* Page extract *
— start —

For example, a 100 mm length of 2 mm diameter copper conductor with a circular cross-section has a cross-sectional area of about 3 mm2 and a DC resistance of about 0.5 μΩ at normal room temperatures. But it could have a very significant resistance at high frequencies, for example at 1 MHz its skin depth is 66 μm, and the cross-sectional area associated with its first skin depth is about 0.4 mm2, so its end-to-end resistance is about 3 μΩ, representing about a 36-times greater heating effect (power loss) at 1MHz than at DC.

At 100 MHz the cross-sectional area associated with its first skin depth is about 0.04 mm2, so its end-to-end resistance is about 30 μΩ – about 60 times higher than it is at DC and representing about a 3,600-times greater heating effect (power loss) at 100 MHz than at DC.

Where this increased lossiness often has its greatest effect is in resonant circuits. Any resistance makes the resonant frequency lower in value, which can be a nuisance, but the biggest effect is to reduce the quality factor, the Q of the circuit. More resistance means more lossiness means a lower Q value, making it harder to achieve steep filter slopes and narrow bandwidths, especially at microwave frequencies.

— end —

* What you need to do *
[1] In the passage on high-frequency resistance, what is said to be the biggest effect of resistance in a resonant circuit?
[2] Copy the passage on high-frequency resistance from "At 100 MHz the" to "at microwave frequencies.".

* Extracted records *

— start —

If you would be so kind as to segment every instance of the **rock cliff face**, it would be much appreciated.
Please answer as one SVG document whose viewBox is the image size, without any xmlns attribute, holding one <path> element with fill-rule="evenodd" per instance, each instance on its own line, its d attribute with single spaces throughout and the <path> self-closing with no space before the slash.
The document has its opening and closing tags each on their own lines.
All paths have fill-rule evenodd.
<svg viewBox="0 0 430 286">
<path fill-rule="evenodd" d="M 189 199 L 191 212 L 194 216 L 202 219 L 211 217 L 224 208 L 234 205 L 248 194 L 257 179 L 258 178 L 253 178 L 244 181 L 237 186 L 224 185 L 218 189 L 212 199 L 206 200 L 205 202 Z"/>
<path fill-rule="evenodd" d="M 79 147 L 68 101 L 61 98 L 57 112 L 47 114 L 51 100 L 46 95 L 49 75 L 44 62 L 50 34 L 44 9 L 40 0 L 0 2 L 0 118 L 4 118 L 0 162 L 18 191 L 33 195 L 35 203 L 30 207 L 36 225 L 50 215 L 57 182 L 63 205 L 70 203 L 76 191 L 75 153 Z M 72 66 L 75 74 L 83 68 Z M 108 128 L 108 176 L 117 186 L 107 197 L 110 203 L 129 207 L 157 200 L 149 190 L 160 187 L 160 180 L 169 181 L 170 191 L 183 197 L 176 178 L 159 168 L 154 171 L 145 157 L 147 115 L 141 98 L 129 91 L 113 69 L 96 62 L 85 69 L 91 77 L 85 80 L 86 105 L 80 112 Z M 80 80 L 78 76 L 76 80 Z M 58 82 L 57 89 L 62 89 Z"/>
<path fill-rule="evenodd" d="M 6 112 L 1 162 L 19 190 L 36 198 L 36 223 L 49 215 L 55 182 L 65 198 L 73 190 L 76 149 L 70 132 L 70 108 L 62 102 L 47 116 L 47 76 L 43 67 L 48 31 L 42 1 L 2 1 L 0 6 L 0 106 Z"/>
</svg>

— end —

* Answers given *
[1] It reduces the quality factor, the Q of the circuit.

[2]
At 100 MHz the cross-sectional area associated with its first skin depth is about 0.04 mm2, so its end-to-end resistance is about 30 μΩ – about 60 times higher than it is at DC and representing about a 3,600-times greater heating effect (power loss) at 100 MHz than at DC.

Where this increased lossiness often has its greatest effect is in resonant circuits. Any resistance makes the resonant frequency lower in value, which can be a nuisance, but the biggest effect is to reduce the quality factor, the Q of the circuit. More resistance means more lossiness means a lower Q value, making it harder to achieve steep filter slopes and narrow bandwidths, especially at microwave frequencies.